• _Provided passage_:
● ● ●

Re: [SQU] Tunneling proxy?

From: Gary E Bickford <>
Date: Fri, 19 Jan 2001 10:47:52 -0800

I do have permission to set this up, with the proper precautions. I
presently spend several hours each day connected to various machines
behind the firewall using SSH tunnels through a set of ports that are
kept open for this.

I'm at a loss to figure out how to set up two squids and a tunnel in
such a way that when my browser requests ""
squid will grab that request, pump it through the tunnel to the other
end, where the 'parent' squid will make the actual request and forward
it back through the tunnel, and everything will work.

If I understand Squid properly, isn't this all I need to do (I'm not
sure of the port nos. on the Squid-Squid connection?

   1. Configure my local Squid to send all requests to * to
      its 'parent' at some local port - say port 3122 for purposes of
      discussion, So the remote Squid would appear to be at
      'localhost:3122' or ''
   2. Set up an SSH tunnel, forwarding port 3122 to port 3128 (3130?) on
      the other end.
   3. Configure the remote Squid to accept requests from a child Squid
      coming in on 3128, as per normal.
I have a doubt in the back of my mind that there will be issues with the
client hostname on requests through the tunnel. The remote squid will
see those as coming either from localhost or from the local IP address,
but the hostname in the request will have my computer's hostname. Also,
do I need to forward more than just 3128?

This method is pretty secure, if it's possible. I have Apache running
on the other end as well as on my workstation, so I can do rewrites and
redirects, but I've been very unsuccessful in getting anything useful
set up. I can even build a special instance of Apache that does nothing
but redirects if need be. And I have a second computer on the remote
end that is not presently being used for much, so I can even use it as
an intermediary host to assist in fixing up addressing.

● ● ●

• _Requirement 1_:
Which port numbers does the Squid tunneling post mention? List each one once.

● ● ●

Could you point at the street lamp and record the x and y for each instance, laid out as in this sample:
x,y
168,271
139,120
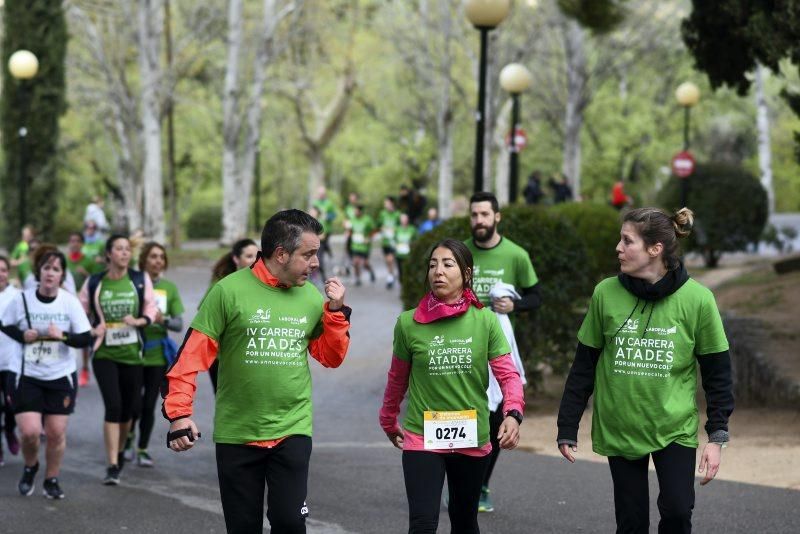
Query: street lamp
x,y
23,66
485,15
687,94
515,79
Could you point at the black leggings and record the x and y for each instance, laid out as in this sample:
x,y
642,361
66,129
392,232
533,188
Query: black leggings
x,y
152,376
8,381
424,474
675,469
243,471
120,385
495,420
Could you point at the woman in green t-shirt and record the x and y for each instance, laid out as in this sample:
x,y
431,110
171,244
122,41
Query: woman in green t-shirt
x,y
153,260
638,350
242,254
443,350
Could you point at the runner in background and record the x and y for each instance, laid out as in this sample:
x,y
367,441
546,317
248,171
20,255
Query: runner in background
x,y
389,219
20,251
80,267
442,354
243,254
498,261
9,364
159,349
262,324
362,229
47,321
406,233
639,347
121,303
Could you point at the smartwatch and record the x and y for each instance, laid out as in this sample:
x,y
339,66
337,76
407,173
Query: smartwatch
x,y
516,415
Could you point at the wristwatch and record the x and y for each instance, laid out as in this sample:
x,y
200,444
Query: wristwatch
x,y
516,415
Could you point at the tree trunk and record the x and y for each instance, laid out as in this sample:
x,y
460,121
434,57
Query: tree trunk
x,y
573,119
764,149
150,32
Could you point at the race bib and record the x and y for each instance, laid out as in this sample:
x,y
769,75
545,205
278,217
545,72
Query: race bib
x,y
451,430
120,334
161,300
42,352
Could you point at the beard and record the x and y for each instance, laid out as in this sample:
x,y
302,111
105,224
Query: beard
x,y
482,234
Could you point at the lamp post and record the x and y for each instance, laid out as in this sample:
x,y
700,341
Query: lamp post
x,y
687,94
23,66
485,15
515,79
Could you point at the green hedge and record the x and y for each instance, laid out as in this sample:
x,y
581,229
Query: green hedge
x,y
205,222
561,262
598,226
730,209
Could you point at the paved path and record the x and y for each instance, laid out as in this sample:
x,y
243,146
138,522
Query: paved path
x,y
356,483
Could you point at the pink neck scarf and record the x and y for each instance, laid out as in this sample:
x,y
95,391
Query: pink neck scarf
x,y
431,309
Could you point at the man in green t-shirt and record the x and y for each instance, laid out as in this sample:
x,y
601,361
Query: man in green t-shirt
x,y
389,220
497,259
261,324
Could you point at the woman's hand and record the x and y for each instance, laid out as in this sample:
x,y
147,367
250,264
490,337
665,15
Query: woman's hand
x,y
709,462
54,332
509,433
566,451
130,320
396,437
30,336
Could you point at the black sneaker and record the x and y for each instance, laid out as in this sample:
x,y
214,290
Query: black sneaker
x,y
26,482
112,476
51,489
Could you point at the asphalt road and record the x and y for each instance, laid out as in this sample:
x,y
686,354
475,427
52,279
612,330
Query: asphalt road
x,y
356,483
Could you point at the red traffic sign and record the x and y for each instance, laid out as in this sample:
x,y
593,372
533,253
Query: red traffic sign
x,y
683,164
520,139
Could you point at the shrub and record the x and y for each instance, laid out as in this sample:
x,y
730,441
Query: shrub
x,y
561,263
730,208
598,227
205,222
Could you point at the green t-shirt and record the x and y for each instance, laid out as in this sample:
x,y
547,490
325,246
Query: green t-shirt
x,y
121,343
644,394
92,251
362,228
264,387
404,236
449,364
389,221
24,269
507,262
73,265
20,250
170,305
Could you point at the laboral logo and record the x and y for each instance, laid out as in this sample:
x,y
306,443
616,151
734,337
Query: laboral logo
x,y
261,316
631,326
663,331
293,320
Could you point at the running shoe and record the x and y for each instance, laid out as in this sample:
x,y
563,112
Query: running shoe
x,y
128,451
143,459
112,476
83,378
485,502
26,482
51,489
13,442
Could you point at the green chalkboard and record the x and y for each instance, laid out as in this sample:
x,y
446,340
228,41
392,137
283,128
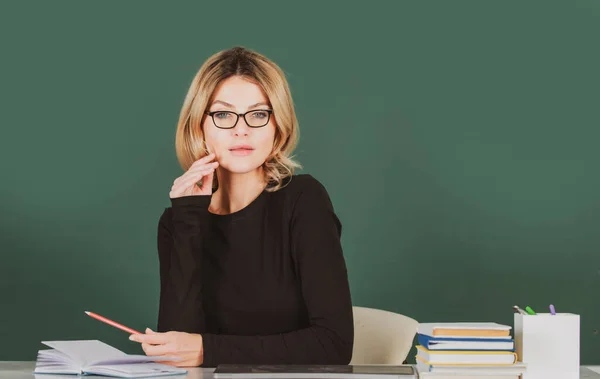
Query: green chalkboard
x,y
458,141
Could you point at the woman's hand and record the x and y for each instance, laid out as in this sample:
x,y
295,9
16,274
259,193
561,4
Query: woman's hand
x,y
186,346
186,185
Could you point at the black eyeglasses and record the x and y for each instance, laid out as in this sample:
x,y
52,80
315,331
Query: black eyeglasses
x,y
228,119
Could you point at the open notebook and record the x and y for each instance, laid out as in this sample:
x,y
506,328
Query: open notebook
x,y
93,357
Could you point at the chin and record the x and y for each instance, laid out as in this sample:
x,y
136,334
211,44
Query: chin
x,y
241,167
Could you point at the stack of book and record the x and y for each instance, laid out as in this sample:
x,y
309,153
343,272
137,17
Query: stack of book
x,y
471,350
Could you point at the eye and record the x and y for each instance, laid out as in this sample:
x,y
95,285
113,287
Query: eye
x,y
260,115
222,115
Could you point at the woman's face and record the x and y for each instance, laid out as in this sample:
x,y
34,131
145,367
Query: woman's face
x,y
241,149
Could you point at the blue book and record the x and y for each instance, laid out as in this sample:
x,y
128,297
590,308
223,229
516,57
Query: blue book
x,y
473,344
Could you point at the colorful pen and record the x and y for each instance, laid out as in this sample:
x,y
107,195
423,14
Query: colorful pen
x,y
112,323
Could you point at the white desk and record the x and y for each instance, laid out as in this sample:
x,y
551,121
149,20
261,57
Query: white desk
x,y
24,370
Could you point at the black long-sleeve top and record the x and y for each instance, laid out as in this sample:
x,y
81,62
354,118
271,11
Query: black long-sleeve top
x,y
265,284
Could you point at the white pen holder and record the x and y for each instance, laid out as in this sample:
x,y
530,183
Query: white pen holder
x,y
548,344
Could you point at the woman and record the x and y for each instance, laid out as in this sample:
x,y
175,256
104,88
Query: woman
x,y
251,265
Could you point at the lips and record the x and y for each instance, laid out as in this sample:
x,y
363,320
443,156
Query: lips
x,y
241,148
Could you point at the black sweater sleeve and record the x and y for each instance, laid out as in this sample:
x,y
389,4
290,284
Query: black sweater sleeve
x,y
316,248
180,238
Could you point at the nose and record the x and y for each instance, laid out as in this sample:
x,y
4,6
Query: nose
x,y
241,128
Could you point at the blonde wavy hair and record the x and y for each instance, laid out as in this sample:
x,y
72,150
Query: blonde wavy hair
x,y
239,61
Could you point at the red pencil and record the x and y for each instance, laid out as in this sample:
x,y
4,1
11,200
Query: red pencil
x,y
111,322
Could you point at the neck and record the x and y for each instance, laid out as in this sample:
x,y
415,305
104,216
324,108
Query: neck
x,y
236,191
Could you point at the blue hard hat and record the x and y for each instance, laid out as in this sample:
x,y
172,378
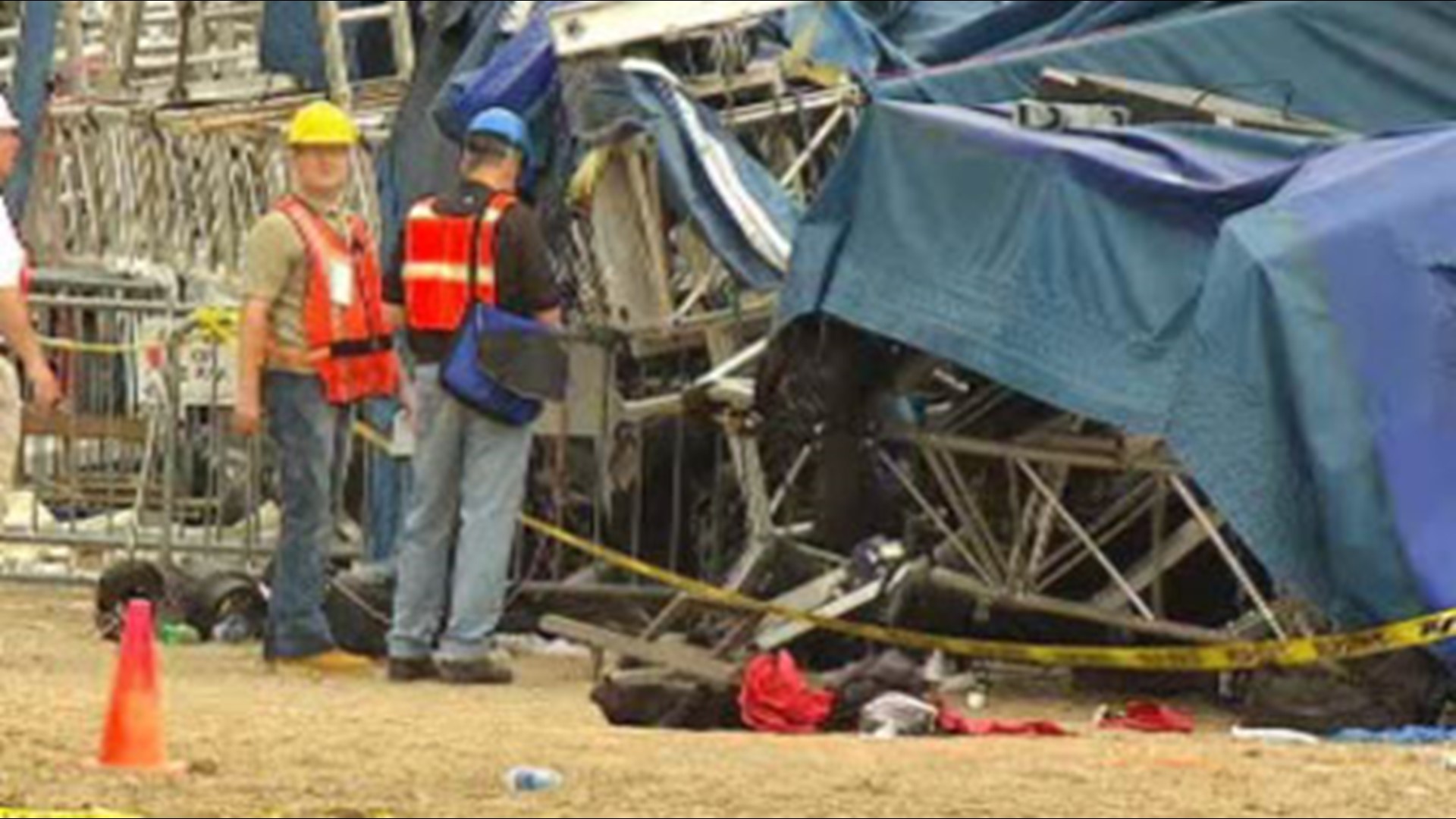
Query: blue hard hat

● ● ●

• _Requirement 2_:
Which lines of the records contain the string "sleeve"? List every one.

• _Exercise solution 1_:
3122, 3128, 3130

• _Exercise solution 2_:
Could you point at the black long-sleeve top and record the x and y for each instance, laid out as in this sample:
Query: black long-sleeve top
Could you point at the black sweater sleeve and record the x and y for each instance, laid out as in this sample:
Query: black sweater sleeve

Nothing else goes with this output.